▸ Assignment
Your answer should consist solely of the lines from the one containing "TARGET: horse harness" through the end of the entries below, duplicated exactly.

[Point localization data]
━━━━
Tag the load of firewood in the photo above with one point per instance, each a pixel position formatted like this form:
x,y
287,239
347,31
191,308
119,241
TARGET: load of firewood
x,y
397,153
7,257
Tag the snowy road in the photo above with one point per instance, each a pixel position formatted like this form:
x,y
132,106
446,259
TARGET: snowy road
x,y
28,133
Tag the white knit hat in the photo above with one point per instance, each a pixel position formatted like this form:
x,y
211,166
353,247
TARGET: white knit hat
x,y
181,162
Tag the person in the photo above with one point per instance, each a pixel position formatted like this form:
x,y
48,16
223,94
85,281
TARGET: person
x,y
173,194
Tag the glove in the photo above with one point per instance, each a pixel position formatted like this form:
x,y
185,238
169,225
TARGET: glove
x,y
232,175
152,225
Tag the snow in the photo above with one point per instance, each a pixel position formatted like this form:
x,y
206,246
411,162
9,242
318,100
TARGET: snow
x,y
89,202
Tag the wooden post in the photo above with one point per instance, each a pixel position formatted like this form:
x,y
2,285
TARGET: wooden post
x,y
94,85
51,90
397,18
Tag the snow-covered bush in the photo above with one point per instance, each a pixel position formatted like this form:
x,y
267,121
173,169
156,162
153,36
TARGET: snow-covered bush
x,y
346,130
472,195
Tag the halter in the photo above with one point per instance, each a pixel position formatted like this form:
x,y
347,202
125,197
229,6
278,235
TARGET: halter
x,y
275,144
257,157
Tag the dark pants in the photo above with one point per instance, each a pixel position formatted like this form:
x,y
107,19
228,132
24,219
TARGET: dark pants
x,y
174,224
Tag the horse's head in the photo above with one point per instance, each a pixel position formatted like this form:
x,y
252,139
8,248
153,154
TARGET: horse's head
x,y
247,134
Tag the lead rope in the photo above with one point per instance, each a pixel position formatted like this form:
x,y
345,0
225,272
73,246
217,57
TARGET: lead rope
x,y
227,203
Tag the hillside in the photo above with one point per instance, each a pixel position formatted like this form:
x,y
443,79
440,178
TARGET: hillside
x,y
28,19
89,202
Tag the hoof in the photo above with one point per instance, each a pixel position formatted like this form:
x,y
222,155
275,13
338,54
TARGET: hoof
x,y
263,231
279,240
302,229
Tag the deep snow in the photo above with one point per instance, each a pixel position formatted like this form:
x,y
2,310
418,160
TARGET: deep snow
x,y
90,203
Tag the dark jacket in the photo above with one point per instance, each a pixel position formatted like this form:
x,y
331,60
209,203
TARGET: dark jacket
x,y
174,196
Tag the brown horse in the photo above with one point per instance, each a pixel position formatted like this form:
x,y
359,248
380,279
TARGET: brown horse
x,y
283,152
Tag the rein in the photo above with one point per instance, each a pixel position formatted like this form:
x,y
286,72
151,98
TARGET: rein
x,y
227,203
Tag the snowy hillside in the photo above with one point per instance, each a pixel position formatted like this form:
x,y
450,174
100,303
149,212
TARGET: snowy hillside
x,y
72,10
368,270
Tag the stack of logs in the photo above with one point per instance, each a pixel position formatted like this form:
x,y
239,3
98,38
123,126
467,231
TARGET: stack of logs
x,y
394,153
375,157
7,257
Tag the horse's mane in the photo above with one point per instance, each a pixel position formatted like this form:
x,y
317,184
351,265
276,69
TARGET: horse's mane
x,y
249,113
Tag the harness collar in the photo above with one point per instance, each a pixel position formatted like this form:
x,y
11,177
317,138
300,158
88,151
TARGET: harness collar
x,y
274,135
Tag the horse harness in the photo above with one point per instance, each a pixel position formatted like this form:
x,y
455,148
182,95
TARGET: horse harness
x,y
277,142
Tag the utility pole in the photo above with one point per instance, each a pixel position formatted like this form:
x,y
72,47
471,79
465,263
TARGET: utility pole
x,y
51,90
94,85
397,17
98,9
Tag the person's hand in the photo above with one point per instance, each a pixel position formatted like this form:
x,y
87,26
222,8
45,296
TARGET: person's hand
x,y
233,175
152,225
━━━━
▸ Exercise answer
TARGET: horse harness
x,y
277,142
Tag the utility pole in the photo above with one point per instance, each a pixel position formatted like this form:
x,y
72,47
471,79
465,263
TARGET: utility pole
x,y
51,90
94,85
397,17
98,9
Tag the person's hand in the photo above with one point per instance, each a pixel position formatted like this form:
x,y
87,26
222,8
45,296
TARGET: person's hand
x,y
233,175
152,225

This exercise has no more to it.